■ **Document text**
********************
The recent release of the film, Indiana Jones and the Kingdom of the Crystal Skull, has been timed perfectly with plans for this summer’s RYSAG (Rochester Young Scholars Academy at Geneseo) camp experience. Last July, young CSI (Crime Scene Investigation) candidates scoured the campus for clues relating to a fictitious art theft, culminating in a Grand Jury hearing where four key suspects were indicted and sent to jail to await further prosecution. This summer, the focus of the academic summer experience is on Archaeology.
Approximately 60 middle school students will arrive on campus July 14 and spend two weeks plotting, graphing, digging, analyzing, researching, interviewing, blogging, and visually documenting findings that we hope will unearth artifacts from a pre-colonial Seneca village.
********************
■ **Information shown**
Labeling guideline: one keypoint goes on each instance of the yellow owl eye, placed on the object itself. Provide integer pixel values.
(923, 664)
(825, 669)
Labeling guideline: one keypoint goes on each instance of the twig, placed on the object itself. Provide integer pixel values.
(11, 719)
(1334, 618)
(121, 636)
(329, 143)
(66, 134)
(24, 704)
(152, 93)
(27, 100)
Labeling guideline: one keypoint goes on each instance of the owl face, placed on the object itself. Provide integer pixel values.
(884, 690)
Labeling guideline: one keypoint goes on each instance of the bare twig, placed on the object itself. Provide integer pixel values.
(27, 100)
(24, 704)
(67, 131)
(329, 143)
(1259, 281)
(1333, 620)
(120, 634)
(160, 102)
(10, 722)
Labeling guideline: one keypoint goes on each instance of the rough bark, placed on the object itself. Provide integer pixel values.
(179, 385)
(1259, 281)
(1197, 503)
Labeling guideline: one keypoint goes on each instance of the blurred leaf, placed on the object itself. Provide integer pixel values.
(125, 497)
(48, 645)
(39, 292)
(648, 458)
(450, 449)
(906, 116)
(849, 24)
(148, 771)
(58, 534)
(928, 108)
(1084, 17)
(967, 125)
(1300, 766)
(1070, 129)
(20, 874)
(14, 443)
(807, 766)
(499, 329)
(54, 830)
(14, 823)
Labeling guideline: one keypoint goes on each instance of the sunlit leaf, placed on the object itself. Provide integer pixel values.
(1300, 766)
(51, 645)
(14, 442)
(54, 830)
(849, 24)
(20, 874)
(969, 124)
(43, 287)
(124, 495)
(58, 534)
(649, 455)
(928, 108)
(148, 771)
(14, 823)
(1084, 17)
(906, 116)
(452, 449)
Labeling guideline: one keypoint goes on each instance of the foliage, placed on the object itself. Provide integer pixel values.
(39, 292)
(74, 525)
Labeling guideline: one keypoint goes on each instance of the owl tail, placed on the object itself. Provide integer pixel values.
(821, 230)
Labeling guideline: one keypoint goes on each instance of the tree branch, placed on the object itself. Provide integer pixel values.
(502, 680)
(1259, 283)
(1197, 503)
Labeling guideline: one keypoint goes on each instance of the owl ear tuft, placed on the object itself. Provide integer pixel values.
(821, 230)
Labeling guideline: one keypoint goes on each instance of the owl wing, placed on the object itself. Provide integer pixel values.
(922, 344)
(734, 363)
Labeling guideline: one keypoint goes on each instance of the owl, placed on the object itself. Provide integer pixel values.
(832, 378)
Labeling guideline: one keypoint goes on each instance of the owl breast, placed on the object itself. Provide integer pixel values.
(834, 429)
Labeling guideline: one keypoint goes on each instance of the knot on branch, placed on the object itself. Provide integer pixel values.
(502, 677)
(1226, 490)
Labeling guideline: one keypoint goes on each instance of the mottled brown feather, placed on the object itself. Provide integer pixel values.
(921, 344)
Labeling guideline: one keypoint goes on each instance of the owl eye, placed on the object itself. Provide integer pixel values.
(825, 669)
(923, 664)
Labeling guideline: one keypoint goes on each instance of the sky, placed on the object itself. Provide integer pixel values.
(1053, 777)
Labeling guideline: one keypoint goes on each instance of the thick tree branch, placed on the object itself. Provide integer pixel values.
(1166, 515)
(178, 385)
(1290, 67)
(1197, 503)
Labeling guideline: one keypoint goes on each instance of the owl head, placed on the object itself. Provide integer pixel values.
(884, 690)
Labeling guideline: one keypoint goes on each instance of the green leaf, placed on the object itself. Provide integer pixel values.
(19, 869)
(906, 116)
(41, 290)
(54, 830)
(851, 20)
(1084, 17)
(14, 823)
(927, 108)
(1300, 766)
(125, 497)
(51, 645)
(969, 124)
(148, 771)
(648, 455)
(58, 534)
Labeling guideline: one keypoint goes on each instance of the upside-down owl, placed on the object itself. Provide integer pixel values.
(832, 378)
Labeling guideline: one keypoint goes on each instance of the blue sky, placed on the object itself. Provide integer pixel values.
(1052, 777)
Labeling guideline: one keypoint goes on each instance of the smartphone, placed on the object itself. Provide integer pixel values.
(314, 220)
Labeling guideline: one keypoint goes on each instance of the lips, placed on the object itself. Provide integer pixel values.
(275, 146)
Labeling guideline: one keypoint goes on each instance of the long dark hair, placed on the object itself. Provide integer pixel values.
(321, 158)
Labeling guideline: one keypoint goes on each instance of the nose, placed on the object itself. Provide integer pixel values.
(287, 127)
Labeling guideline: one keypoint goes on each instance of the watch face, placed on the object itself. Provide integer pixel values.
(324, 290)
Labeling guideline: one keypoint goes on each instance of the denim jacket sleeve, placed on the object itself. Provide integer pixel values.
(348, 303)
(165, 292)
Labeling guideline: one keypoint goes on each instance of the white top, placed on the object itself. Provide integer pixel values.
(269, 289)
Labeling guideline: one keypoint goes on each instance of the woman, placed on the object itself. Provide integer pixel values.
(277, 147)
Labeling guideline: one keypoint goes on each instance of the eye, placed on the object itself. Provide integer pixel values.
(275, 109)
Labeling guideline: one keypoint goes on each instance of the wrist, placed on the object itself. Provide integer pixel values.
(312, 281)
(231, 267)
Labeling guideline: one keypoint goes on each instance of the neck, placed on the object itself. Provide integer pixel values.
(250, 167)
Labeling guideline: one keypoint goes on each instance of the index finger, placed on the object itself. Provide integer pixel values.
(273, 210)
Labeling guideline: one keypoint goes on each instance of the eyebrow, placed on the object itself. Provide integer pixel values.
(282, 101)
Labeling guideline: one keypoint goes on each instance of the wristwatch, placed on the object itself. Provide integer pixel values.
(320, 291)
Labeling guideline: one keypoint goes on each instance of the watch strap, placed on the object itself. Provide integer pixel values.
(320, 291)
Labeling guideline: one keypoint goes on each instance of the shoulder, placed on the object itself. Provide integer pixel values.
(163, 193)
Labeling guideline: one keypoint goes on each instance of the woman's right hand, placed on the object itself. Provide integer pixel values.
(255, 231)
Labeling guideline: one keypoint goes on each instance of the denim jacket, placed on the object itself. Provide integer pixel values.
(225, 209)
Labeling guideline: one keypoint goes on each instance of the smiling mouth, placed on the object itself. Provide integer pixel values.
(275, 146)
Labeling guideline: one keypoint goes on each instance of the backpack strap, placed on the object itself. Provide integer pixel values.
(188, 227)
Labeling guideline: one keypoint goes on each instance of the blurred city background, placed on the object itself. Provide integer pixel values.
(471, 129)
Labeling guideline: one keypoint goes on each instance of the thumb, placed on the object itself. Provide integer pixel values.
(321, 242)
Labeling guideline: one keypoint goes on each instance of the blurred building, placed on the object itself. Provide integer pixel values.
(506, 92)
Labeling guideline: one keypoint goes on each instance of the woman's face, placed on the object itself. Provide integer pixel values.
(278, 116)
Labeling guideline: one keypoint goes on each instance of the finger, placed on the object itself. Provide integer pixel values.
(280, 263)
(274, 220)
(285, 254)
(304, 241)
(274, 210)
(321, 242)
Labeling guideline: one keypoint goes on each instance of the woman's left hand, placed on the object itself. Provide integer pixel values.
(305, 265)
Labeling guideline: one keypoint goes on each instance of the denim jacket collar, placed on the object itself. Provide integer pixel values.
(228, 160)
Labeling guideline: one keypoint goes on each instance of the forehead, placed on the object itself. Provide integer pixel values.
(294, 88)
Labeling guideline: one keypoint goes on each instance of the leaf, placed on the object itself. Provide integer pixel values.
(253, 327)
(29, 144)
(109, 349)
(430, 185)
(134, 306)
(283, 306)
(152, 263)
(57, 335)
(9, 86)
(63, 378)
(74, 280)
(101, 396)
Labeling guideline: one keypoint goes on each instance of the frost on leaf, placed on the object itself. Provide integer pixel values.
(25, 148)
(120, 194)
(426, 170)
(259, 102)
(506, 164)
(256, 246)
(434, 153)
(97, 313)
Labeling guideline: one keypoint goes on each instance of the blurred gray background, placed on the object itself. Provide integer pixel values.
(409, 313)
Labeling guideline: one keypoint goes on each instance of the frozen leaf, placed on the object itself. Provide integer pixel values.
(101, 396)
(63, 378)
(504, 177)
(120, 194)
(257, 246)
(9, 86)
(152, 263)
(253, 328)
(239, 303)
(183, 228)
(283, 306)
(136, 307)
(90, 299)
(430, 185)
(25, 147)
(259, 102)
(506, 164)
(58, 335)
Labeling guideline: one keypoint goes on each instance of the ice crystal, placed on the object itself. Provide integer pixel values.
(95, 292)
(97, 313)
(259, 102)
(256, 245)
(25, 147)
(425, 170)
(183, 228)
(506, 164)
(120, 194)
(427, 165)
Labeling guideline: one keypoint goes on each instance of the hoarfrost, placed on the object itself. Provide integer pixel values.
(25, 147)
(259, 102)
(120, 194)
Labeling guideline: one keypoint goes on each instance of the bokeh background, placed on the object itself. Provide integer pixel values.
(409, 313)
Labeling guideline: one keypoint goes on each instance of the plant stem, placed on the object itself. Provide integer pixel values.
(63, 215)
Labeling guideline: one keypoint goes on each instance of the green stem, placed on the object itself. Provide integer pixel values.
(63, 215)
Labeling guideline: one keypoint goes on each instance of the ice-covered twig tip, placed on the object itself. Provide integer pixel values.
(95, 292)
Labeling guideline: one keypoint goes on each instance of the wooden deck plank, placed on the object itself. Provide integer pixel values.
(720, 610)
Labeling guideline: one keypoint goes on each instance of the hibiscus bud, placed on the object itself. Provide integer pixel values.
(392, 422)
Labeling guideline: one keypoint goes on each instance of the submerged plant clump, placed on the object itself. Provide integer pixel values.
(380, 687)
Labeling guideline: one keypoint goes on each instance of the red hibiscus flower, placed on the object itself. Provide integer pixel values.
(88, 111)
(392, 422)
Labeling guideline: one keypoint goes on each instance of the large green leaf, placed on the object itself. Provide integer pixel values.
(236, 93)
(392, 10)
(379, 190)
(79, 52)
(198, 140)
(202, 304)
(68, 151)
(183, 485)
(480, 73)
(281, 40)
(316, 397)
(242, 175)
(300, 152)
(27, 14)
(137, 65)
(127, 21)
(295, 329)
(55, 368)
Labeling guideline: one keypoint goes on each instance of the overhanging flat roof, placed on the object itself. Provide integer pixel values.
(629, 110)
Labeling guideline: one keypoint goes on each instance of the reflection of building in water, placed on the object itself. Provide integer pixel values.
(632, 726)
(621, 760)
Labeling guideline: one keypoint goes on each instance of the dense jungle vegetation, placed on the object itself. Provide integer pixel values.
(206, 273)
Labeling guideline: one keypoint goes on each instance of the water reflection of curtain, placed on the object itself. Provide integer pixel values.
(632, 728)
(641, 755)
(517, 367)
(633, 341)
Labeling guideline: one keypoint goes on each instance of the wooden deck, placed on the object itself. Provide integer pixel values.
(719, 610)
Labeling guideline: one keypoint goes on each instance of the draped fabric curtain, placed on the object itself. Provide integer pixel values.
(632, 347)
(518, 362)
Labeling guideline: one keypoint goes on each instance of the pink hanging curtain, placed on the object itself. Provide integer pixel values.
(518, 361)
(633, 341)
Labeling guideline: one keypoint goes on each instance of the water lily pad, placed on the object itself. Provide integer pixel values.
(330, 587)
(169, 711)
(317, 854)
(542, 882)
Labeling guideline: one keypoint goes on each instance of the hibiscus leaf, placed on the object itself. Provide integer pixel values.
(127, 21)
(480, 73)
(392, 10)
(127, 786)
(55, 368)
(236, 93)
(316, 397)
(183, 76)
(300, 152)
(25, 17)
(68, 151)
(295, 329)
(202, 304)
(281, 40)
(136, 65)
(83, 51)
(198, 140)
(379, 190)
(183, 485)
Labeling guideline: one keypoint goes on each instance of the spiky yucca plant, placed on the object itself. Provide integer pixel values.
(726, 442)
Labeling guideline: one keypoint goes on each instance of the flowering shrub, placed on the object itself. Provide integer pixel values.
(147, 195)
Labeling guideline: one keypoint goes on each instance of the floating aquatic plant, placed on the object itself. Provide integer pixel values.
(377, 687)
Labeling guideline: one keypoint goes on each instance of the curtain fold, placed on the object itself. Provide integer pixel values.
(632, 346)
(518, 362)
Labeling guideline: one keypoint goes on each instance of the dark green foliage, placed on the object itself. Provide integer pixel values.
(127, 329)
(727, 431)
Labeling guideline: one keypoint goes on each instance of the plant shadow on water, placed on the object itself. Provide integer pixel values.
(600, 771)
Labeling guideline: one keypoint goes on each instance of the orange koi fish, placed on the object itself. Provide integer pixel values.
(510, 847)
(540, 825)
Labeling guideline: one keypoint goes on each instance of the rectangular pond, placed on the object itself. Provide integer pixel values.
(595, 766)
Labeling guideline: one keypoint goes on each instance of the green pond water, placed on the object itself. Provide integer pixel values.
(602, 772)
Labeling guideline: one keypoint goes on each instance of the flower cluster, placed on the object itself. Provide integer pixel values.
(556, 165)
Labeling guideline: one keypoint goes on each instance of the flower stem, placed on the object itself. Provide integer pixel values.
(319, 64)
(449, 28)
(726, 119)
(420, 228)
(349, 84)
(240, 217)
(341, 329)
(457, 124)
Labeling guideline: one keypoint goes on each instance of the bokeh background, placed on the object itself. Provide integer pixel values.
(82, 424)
********************
■ **Complete the following**
a) In the RYSAG summer camp text, retype the passage starting at "Approximately 60 middle" and ending at "pre-colonial Seneca village.".
b) According to the RYSAG summer camp text, about how many middle school students will arrive on campus on July 14?

■ **List of solutions**
a)
Approximately 60 middle school students will arrive on campus July 14 and spend two weeks plotting, graphing, digging, analyzing, researching, interviewing, blogging, and visually documenting findings that we hope will unearth artifacts from a pre-colonial Seneca village.

b) Approximately 60